Task input
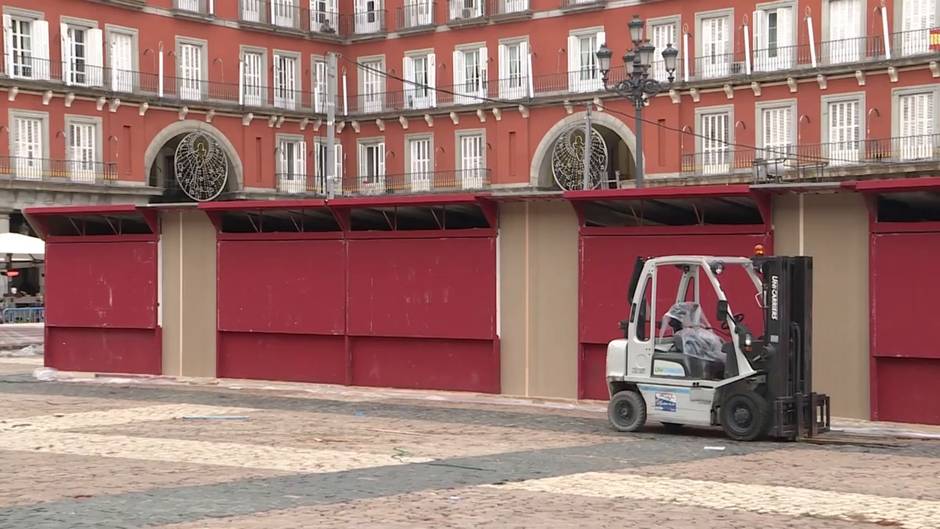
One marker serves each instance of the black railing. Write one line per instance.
(60, 171)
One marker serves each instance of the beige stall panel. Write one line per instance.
(833, 229)
(538, 267)
(189, 298)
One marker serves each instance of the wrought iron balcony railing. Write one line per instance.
(58, 171)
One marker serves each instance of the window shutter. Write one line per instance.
(432, 78)
(94, 53)
(8, 45)
(41, 48)
(484, 72)
(574, 62)
(66, 53)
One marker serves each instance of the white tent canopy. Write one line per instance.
(22, 247)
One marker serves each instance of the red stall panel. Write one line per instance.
(606, 268)
(905, 339)
(101, 284)
(292, 286)
(438, 288)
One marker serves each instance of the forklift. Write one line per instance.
(754, 387)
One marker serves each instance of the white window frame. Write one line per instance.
(653, 25)
(84, 162)
(19, 62)
(584, 77)
(32, 167)
(843, 42)
(471, 167)
(839, 150)
(469, 91)
(371, 179)
(291, 163)
(254, 92)
(188, 87)
(714, 63)
(513, 82)
(372, 85)
(921, 146)
(122, 79)
(420, 171)
(287, 83)
(776, 150)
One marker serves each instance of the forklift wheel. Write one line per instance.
(627, 411)
(745, 416)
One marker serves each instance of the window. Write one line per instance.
(372, 166)
(773, 39)
(917, 19)
(715, 43)
(122, 51)
(916, 125)
(190, 71)
(292, 164)
(285, 81)
(82, 55)
(466, 9)
(582, 61)
(285, 13)
(470, 74)
(845, 42)
(662, 34)
(471, 162)
(715, 138)
(843, 131)
(372, 84)
(776, 131)
(324, 16)
(514, 69)
(28, 146)
(420, 164)
(369, 18)
(252, 10)
(26, 47)
(82, 151)
(253, 78)
(320, 160)
(420, 73)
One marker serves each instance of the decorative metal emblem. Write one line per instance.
(568, 159)
(201, 167)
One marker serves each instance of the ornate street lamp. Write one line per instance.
(636, 85)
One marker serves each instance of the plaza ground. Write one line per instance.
(115, 453)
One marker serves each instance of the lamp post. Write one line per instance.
(636, 84)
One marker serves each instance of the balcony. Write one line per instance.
(465, 12)
(416, 17)
(816, 160)
(57, 171)
(192, 8)
(420, 182)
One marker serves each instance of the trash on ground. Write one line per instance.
(215, 417)
(45, 374)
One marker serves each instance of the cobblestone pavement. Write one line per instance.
(79, 454)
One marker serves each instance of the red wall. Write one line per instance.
(396, 312)
(905, 338)
(603, 303)
(103, 314)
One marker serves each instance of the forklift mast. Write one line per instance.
(787, 347)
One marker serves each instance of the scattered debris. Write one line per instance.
(45, 374)
(215, 417)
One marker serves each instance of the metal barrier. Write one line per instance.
(24, 315)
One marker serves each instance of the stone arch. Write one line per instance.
(544, 149)
(183, 127)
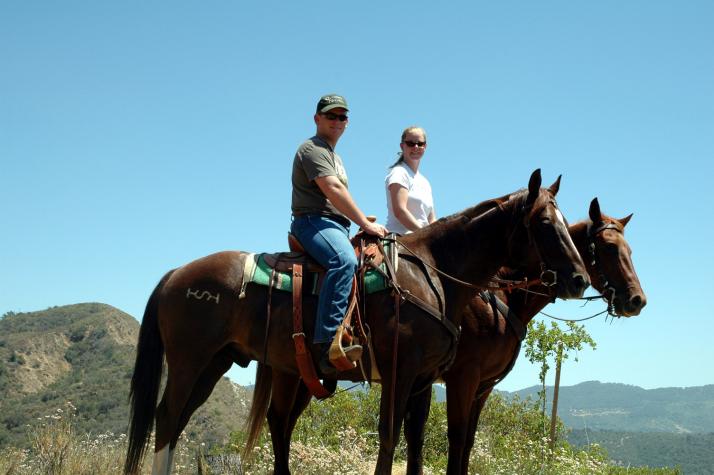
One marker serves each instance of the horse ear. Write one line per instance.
(595, 214)
(555, 186)
(534, 185)
(625, 220)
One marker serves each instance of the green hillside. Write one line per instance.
(621, 407)
(694, 454)
(84, 354)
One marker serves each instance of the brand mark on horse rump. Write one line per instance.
(203, 293)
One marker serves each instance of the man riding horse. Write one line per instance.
(322, 209)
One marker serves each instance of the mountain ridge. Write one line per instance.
(84, 354)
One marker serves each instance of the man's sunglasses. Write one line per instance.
(409, 143)
(331, 116)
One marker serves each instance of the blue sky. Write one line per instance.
(135, 137)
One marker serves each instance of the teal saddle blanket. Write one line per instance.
(258, 271)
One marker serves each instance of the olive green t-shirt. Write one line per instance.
(313, 159)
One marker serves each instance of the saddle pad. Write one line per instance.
(257, 271)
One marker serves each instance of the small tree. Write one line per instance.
(542, 343)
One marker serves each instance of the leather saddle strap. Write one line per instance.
(267, 317)
(303, 357)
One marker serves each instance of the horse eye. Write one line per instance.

What you will do
Would you output the lines from the one that contains "One marker serves each instance of the horse ear." to the end of the data, both ends included, exactly as they appear?

Completed exercise
One marker serves each instance of the horse ear. Write one line per instance.
(595, 214)
(555, 186)
(534, 185)
(625, 220)
One marker serves each instance of the green hillside. Write one line per instance.
(621, 407)
(694, 454)
(84, 354)
One marker serves each instance of the brand mark on horse rump. Write one line per instance.
(203, 293)
One marker serves each instance of the man riding horse. Write one line per instance.
(322, 209)
One marker serves each instance of the mountain ridge. Write one line per instance.
(84, 354)
One marker serves each instance of the man's sunglasses. Write one line per instance.
(409, 143)
(331, 116)
One marker serves each instance of the blue sky. Write one line per instance.
(135, 137)
One marker serves each instance of the teal saddle blanket. Write one line per instance.
(258, 271)
One marker serves each instance of the olive green t-shirt. Write one line per instance.
(313, 159)
One marker serves each instance of the saddle pad. Write one line per instance.
(257, 271)
One marker serves each instance of the small tree. Write one line per instance.
(542, 343)
One marker serves each instance of the leather saddle strap. Write one line per instance.
(267, 317)
(303, 357)
One marker serves each instance of the horse eye. Write one line per instance.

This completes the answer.